**Exercise**
Copy only the records below, starting at the line containing "In the screenshot above, find the saddle and" and ending at the line containing "[0,316,474,393]", keeping every line. Increase each box coordinate in the answers by 105.

%%

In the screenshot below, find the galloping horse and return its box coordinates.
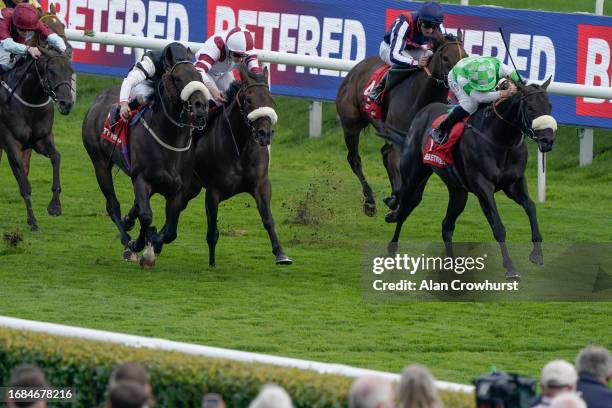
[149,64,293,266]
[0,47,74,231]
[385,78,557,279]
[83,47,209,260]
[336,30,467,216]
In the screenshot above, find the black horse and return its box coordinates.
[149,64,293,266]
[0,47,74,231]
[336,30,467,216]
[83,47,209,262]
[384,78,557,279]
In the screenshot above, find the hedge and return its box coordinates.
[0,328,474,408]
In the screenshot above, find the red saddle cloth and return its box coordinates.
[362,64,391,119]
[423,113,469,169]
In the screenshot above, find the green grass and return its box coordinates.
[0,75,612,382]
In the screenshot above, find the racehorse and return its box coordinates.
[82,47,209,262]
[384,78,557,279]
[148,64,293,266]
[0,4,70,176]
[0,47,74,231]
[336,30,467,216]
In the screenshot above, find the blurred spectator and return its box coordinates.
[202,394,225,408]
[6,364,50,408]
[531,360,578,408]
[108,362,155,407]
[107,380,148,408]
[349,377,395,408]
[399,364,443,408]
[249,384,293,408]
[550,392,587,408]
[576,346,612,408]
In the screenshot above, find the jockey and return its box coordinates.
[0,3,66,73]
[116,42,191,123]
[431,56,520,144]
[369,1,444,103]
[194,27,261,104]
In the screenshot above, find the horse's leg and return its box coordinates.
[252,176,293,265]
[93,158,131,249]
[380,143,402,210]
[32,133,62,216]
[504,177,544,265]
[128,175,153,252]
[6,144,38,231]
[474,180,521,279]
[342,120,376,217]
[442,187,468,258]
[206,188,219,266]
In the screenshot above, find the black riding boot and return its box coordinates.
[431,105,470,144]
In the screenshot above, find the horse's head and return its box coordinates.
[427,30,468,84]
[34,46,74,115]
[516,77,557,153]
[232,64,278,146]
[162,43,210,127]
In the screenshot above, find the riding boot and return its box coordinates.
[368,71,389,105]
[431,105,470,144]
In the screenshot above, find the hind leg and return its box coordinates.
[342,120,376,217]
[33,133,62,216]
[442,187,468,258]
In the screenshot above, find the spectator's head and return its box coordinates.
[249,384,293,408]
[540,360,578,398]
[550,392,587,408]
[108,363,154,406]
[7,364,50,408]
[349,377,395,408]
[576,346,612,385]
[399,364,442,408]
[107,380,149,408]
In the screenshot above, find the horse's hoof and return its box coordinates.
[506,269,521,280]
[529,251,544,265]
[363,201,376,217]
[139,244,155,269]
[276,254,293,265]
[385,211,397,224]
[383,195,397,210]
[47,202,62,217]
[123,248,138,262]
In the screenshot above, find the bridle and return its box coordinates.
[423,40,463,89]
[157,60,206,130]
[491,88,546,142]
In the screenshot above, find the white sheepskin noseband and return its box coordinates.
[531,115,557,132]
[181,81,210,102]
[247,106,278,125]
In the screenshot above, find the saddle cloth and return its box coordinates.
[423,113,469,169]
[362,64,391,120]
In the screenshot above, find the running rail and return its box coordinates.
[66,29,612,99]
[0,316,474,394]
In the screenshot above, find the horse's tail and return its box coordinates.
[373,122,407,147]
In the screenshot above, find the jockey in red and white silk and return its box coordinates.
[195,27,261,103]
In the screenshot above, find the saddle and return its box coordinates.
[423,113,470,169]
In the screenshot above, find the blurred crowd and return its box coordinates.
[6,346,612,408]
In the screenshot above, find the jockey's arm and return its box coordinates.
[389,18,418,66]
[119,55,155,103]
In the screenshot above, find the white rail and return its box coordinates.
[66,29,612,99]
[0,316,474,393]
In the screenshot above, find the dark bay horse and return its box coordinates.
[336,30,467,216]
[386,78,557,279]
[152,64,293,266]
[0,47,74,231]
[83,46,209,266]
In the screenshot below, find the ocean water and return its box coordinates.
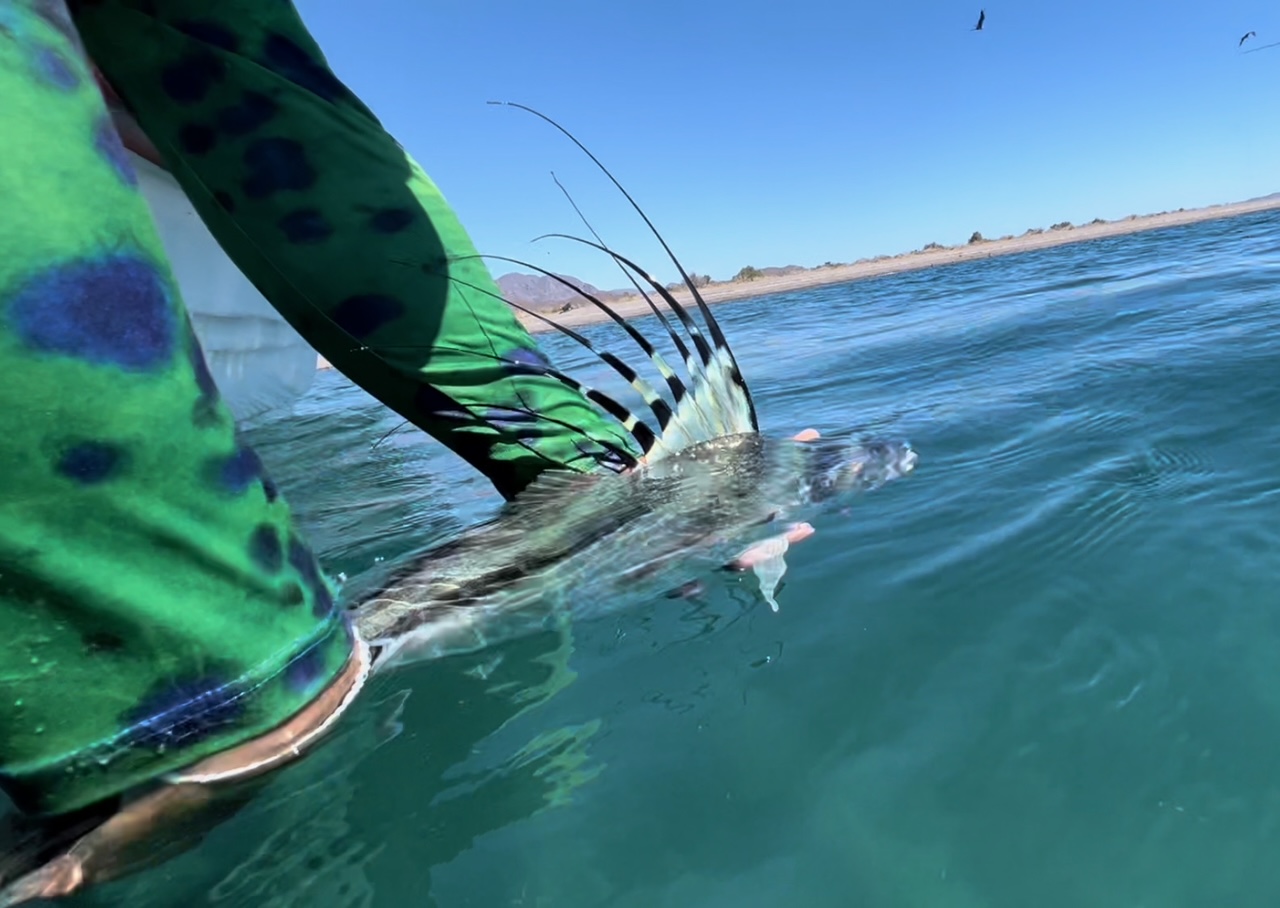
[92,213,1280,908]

%%
%%

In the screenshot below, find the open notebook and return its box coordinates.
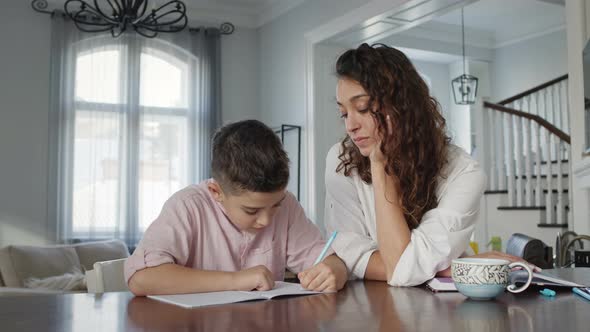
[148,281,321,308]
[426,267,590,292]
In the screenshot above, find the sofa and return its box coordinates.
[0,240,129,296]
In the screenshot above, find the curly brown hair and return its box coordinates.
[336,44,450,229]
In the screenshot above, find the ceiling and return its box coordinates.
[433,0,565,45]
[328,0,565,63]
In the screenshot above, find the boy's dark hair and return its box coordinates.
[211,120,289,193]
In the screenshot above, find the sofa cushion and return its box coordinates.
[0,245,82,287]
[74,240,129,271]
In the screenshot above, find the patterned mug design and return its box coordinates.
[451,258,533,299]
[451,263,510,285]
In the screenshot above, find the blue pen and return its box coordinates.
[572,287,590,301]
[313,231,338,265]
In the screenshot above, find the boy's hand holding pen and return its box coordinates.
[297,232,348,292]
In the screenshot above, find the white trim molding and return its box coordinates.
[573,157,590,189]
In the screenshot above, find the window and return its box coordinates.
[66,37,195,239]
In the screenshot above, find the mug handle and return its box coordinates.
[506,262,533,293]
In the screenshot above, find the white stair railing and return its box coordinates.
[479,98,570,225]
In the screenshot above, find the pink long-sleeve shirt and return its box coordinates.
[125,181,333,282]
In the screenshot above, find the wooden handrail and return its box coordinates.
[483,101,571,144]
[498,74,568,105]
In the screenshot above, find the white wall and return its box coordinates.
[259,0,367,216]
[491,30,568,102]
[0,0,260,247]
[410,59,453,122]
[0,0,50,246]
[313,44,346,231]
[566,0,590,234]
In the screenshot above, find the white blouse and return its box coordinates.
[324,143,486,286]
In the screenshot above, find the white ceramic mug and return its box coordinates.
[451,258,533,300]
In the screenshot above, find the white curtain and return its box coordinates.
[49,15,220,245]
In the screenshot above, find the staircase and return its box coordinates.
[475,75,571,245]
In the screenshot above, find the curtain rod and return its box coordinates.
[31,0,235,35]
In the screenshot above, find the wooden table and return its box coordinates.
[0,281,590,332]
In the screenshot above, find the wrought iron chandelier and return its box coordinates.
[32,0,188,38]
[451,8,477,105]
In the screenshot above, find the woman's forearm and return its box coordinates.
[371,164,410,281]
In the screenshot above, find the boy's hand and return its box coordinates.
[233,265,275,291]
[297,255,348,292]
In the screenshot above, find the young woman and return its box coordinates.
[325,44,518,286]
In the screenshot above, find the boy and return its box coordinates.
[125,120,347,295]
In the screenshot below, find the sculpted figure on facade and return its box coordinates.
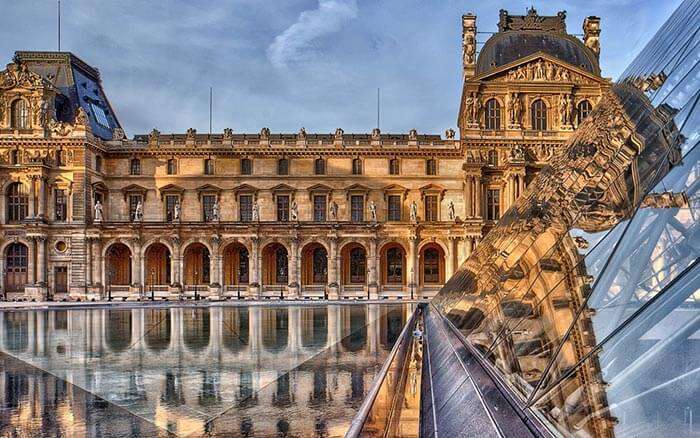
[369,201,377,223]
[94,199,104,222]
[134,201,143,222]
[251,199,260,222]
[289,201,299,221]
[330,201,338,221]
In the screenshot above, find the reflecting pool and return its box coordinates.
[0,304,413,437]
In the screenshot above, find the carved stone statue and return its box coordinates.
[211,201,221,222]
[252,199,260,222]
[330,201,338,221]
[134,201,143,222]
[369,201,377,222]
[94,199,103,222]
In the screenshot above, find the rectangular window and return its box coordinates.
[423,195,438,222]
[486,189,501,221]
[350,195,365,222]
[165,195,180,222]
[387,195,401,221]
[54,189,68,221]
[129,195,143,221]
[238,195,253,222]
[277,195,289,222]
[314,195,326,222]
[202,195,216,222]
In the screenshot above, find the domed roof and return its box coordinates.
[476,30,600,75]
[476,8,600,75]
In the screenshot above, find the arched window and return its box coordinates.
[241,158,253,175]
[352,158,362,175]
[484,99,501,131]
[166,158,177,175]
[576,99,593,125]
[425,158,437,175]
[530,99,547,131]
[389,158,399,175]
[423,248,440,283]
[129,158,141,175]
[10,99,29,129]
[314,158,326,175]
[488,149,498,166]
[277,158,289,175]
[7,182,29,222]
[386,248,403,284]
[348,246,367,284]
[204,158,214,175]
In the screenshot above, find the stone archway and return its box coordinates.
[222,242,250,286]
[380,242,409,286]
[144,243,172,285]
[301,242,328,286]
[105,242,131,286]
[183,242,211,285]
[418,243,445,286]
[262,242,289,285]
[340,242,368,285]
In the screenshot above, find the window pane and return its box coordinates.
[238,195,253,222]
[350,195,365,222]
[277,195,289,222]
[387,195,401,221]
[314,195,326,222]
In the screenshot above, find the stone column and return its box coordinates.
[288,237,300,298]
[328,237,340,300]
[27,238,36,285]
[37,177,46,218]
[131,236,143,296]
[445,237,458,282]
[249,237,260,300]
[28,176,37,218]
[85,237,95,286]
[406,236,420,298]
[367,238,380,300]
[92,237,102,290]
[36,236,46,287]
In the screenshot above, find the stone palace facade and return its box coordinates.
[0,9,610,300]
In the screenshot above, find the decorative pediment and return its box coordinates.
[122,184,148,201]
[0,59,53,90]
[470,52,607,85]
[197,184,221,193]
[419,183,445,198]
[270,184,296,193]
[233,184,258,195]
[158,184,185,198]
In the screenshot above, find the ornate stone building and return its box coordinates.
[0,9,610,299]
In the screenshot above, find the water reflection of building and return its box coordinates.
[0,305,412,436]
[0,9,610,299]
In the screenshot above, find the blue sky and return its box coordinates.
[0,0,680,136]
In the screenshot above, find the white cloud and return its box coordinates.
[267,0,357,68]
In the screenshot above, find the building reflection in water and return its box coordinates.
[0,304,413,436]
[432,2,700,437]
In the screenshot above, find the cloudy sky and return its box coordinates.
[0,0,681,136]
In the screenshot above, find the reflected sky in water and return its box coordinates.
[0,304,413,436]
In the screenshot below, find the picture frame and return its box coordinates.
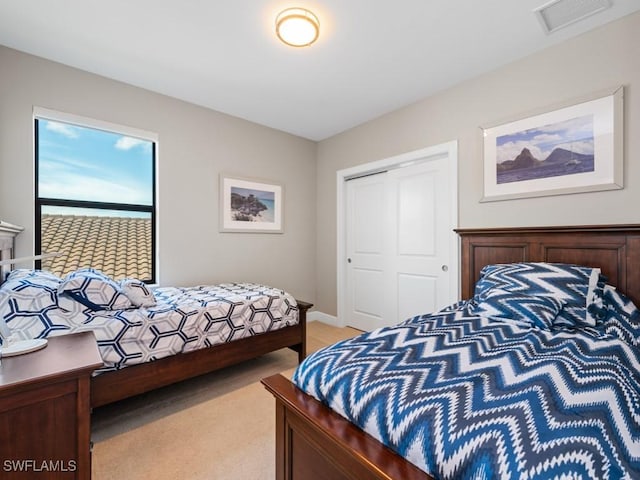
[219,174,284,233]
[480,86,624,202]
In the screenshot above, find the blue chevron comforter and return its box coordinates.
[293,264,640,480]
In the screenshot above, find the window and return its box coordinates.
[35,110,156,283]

%%

**Finished answer**
In the screenshot above, find the saddle and return its box coordinates.
[528,218,575,274]
In the screenshot above, find the blurred crowd and return its box coordinates.
[111,451,717,513]
In the screenshot above, find the jockey's arm and return its box coordinates.
[494,123,523,171]
[224,160,260,208]
In the screenshot above, find the white rail and return its box coordinates.
[171,134,717,204]
[105,421,579,498]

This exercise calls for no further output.